[Requirement]
The entries are to be output once more, word for word.

[Input for this task]
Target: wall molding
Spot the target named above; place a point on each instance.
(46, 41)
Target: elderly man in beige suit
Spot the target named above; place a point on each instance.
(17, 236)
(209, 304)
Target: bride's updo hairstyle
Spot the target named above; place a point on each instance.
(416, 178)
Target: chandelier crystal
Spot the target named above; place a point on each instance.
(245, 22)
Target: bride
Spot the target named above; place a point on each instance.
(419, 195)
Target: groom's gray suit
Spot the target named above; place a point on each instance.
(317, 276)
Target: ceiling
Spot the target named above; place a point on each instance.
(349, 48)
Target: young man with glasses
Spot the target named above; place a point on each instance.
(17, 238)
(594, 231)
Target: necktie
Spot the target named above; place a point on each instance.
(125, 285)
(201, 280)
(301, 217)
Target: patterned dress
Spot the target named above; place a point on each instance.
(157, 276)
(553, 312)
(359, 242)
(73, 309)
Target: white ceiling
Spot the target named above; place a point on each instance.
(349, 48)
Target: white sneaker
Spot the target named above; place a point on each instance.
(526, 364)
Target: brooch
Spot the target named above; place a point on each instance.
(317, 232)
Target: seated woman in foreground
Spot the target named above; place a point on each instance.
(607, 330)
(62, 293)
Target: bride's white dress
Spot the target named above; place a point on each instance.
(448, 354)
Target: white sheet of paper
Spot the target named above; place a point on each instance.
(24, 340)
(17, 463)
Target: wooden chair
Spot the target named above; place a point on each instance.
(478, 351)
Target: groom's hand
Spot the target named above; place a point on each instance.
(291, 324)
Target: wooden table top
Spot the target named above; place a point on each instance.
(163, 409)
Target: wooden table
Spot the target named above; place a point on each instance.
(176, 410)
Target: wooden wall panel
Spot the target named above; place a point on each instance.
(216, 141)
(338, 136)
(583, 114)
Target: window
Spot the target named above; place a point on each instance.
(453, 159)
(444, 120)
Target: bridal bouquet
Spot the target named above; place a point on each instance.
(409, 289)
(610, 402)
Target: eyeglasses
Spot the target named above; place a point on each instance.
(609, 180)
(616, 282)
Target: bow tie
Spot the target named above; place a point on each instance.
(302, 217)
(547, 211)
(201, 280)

[Answer]
Target: wall molding
Spot the target named above; place a point on each instance.
(46, 41)
Target: elderly man in beige suit
Spot the target named above; place a point on each instance.
(17, 236)
(209, 304)
Target: bride's updo hairstyle
Spot the target named above; place a point on each instance.
(416, 178)
Target: chandelier crystal
Spot the target named above; place a point on each instance.
(245, 22)
Target: bride
Spot the target named above; place a point on each instance.
(419, 195)
Target: groom's gray suit
Spot the target named above; place a point on each instance.
(317, 276)
Target: ceiling
Spot the target named above; place a point on each instance.
(349, 48)
Target: young man with glasses
Spot the target named above; place a point on each instance.
(17, 238)
(594, 231)
Target: necktie
Spot the target named above; place a point on each instance.
(125, 285)
(201, 280)
(301, 217)
Target: patterned dress
Spot the target named above; place a point on each instance.
(157, 276)
(553, 312)
(359, 242)
(73, 309)
Target: white ceiling
Spot the target named above; place a point on each instance.
(349, 48)
Target: white sneaker
Spot the target named above; place a point on each instance.
(526, 364)
Target: brooch
Spot the target named above; place a point on each instance.
(317, 232)
Target: seated woman in foreground
Spot the target named above; place a point on each instance.
(607, 330)
(62, 293)
Target: bride's white dress
Spot the target named above; place a point on each instance.
(448, 354)
Target: white sheet of paper
Spot the target named above; place a point on each instance.
(24, 340)
(17, 463)
Target: wooden chair
Spot the target named above; place a point on each instance.
(478, 351)
Target: groom's hand
Spot the target named above; place a point on each instance.
(291, 324)
Target: wooden table top
Spot the target named above; place a point on each instance.
(163, 409)
Target: wooden table
Spot the target named above; place a point on each instance.
(176, 410)
Target: wooden wall panel
Spot the target named above; place a point on each instance.
(216, 141)
(338, 136)
(583, 114)
Target: window
Spot the target named above; place a point on each instance.
(453, 159)
(444, 120)
Target: bridal bouquet
Spot the target named above; place a point on each instance.
(409, 289)
(610, 402)
Target: eyeglasses
Spot the target named above; place a point on each instance.
(609, 180)
(616, 282)
Target: bow tie
Spot the target named above; place a point on each instance.
(302, 217)
(547, 211)
(201, 280)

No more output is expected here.